▶ The exercise: Replace "wooden" with "bamboo" throughout the rows below, and change nothing else.

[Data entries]
^^^^^^^^^^^^^^^^
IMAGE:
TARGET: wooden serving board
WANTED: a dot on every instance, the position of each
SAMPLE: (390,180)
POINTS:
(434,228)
^^^^^^^^^^^^^^^^
▶ The output:
IMAGE:
TARGET: bamboo serving board
WANTED: a dot on every instance, the position of each
SAMPLE: (390,180)
POINTS:
(434,228)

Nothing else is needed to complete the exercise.